SOURCE DOCUMENT:
Jevdet Bey or Cevdet Tahir Belbez (1878 – January 15, 1955) was an Ottoman Albanian governor of the Van vilayet of the Ottoman Empire during World War I and the Siege of Van. He is considered responsible for the massacres of Armenians in and around Van. Clarence Ussher, a witness to these events, reported that 55,000 Armenians were subsequently killed. He is also considered responsible for massacres of Assyrians in the same region.

He was born in Shkodra, Ottoman Empire, as the son of Tahir Pashë Krajani, who was a vali of Van, Bitlis, and Mosul. He also became the brother-in-law of Enver Pasha. In 1914, as the Kaymakam of the Sanjak of Hakkari, Djevdet worked closely together with the Ottoman Secret Service to coordinate the defense against the Russians and possible offensives against the region around Lake Urmia. He wrote to Talaat Pasha that Urmia could have been captured with some more support of his superiors. He succeeded Hasan Tahsin Bey as Governor of the Vilayet of Van in 1914. As such, he ordered a massacre of about 800 Assyrians in Salmas in March 1915.

Stored records:
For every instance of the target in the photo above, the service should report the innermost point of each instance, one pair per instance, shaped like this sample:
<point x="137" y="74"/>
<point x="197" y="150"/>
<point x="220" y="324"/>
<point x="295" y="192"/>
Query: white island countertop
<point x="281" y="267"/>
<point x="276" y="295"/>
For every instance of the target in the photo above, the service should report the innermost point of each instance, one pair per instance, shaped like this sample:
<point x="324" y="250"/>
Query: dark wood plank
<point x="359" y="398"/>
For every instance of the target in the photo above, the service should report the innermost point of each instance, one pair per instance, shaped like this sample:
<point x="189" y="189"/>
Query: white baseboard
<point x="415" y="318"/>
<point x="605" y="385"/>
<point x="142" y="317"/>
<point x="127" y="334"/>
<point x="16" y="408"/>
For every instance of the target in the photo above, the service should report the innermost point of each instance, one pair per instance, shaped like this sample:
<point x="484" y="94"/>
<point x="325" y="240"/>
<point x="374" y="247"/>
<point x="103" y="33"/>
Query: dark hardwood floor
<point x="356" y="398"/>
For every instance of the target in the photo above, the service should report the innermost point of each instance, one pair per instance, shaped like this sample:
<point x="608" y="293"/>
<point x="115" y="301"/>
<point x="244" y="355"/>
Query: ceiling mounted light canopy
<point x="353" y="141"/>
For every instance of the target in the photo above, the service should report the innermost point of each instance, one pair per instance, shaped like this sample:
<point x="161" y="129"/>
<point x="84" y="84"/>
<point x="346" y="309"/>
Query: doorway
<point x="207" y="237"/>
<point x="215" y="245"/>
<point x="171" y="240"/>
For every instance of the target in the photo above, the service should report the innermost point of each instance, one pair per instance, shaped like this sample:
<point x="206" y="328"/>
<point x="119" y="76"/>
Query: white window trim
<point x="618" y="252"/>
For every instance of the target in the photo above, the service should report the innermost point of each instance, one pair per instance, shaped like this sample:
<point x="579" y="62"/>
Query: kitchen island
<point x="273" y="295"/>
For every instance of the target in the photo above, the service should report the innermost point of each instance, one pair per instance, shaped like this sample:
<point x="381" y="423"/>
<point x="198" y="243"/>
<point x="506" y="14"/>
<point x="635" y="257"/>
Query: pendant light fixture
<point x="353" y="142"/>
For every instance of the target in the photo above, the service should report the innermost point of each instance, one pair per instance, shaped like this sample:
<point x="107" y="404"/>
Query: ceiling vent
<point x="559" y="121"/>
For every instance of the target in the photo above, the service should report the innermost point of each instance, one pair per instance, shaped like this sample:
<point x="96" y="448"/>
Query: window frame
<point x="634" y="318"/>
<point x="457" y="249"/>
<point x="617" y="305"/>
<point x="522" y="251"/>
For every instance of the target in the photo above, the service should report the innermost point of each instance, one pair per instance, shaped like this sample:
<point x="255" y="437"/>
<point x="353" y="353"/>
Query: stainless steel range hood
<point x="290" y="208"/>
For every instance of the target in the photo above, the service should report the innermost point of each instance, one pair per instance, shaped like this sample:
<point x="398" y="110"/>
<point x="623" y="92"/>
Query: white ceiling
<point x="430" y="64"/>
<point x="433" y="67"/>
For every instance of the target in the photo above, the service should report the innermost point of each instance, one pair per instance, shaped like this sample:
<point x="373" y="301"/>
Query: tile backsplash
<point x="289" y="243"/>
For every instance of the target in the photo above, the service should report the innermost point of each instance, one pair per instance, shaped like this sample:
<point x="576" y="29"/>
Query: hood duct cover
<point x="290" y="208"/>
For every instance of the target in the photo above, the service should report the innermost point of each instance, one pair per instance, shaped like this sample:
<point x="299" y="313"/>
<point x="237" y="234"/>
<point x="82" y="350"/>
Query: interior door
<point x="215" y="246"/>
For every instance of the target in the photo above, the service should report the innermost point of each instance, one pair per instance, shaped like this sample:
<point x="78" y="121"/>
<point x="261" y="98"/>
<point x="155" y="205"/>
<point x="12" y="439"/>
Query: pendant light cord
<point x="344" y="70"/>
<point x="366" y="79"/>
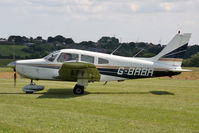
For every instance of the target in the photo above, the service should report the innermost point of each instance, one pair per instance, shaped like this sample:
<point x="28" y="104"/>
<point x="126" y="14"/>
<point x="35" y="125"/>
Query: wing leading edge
<point x="74" y="71"/>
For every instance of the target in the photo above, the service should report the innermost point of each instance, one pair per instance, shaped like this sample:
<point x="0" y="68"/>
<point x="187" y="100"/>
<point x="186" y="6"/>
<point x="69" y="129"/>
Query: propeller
<point x="15" y="77"/>
<point x="13" y="65"/>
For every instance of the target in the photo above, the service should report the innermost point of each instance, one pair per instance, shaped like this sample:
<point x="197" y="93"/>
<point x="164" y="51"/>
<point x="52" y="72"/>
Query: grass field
<point x="147" y="105"/>
<point x="5" y="62"/>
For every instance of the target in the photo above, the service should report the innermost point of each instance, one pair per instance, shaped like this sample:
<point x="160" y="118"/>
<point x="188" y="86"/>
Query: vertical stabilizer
<point x="173" y="53"/>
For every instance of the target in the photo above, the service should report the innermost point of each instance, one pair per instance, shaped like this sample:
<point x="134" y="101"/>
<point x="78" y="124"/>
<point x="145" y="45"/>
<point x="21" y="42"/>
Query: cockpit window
<point x="102" y="61"/>
<point x="51" y="57"/>
<point x="87" y="58"/>
<point x="68" y="57"/>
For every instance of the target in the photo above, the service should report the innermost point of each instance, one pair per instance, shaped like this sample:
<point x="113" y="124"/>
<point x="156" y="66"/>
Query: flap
<point x="72" y="71"/>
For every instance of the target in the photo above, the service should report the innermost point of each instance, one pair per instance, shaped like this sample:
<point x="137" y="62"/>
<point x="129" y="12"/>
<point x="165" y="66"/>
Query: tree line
<point x="39" y="47"/>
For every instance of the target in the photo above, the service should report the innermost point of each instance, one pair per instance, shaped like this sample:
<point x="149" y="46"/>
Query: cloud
<point x="167" y="6"/>
<point x="126" y="17"/>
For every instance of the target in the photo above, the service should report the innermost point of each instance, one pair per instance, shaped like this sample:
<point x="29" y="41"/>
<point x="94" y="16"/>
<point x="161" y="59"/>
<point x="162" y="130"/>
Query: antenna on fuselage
<point x="117" y="47"/>
<point x="138" y="52"/>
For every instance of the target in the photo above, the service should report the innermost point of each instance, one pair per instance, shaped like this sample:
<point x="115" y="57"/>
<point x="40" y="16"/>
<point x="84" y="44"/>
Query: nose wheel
<point x="78" y="89"/>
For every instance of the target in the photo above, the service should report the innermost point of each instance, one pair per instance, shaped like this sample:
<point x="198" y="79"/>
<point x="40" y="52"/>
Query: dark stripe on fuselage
<point x="51" y="66"/>
<point x="113" y="72"/>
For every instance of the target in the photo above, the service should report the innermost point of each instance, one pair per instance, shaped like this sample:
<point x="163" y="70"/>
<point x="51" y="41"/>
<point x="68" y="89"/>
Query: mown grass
<point x="5" y="62"/>
<point x="147" y="105"/>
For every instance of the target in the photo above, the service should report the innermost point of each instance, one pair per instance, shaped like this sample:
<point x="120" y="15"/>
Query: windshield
<point x="51" y="57"/>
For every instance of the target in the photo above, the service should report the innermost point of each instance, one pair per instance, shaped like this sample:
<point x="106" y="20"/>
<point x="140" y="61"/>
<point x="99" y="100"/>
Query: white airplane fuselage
<point x="83" y="66"/>
<point x="125" y="67"/>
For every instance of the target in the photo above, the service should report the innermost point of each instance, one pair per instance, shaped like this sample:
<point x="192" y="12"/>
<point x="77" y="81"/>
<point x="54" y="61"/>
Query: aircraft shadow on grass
<point x="68" y="93"/>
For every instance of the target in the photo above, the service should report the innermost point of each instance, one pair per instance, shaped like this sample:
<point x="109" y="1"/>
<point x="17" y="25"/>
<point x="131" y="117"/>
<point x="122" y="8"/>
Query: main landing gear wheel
<point x="78" y="89"/>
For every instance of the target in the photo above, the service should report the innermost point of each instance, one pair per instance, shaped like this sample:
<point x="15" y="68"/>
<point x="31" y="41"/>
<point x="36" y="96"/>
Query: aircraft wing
<point x="72" y="71"/>
<point x="180" y="70"/>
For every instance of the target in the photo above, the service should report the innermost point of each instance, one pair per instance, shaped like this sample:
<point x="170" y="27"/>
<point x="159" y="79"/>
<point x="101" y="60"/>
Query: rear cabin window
<point x="68" y="57"/>
<point x="87" y="58"/>
<point x="102" y="61"/>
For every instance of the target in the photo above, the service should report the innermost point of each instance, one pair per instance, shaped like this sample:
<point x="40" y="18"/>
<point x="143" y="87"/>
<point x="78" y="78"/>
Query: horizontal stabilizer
<point x="180" y="70"/>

CHALLENGES:
a: In the passage on Jevdet Bey, whom did he succeed as Governor of the Vilayet of Van?
b: Please retype the passage on Jevdet Bey starting at "He was born" and ending at "in March 1915.".

TASK RESULTS:
a: Hasan Tahsin Bey

b:
He was born in Shkodra, Ottoman Empire, as the son of Tahir Pashë Krajani, who was a vali of Van, Bitlis, and Mosul. He also became the brother-in-law of Enver Pasha. In 1914, as the Kaymakam of the Sanjak of Hakkari, Djevdet worked closely together with the Ottoman Secret Service to coordinate the defense against the Russians and possible offensives against the region around Lake Urmia. He wrote to Talaat Pasha that Urmia could have been captured with some more support of his superiors. He succeeded Hasan Tahsin Bey as Governor of the Vilayet of Van in 1914. As such, he ordered a massacre of about 800 Assyrians in Salmas in March 1915.